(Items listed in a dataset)
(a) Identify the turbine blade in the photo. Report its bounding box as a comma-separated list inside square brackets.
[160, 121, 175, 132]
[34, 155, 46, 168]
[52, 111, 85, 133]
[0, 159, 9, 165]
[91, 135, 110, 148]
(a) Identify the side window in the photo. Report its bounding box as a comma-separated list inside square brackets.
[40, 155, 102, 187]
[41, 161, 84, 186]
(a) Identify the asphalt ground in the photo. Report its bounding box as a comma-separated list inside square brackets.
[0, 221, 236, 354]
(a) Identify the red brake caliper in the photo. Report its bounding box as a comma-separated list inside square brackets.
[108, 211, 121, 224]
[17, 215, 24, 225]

* * *

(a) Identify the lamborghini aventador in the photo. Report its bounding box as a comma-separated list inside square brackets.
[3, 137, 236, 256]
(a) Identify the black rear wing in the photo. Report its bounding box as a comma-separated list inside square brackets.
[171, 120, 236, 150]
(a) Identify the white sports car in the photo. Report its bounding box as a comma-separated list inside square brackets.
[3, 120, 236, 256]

YOUR TASK >> Rewrite the entries starting at the line that contains "(a) Identify the turbine" and ending at the line that contains "[0, 221, 236, 354]", changing "side window" to "rear window" and keeping everything else the same.

SOLUTION TO THE EXERCISE >>
(a) Identify the turbine blade in the photo. Report its bounding box as a comma-separated list inside square brackets.
[160, 121, 175, 132]
[34, 155, 46, 168]
[52, 111, 85, 133]
[0, 159, 9, 165]
[91, 135, 110, 148]
(a) Identify the rear window in the photo. Report its bounding box as a comma-separated list inside square brackets.
[40, 155, 102, 187]
[41, 161, 84, 186]
(a) Identify the asphalt ground in the photo. Report its bounding box as a comma-separated list inside square brackets.
[0, 221, 236, 354]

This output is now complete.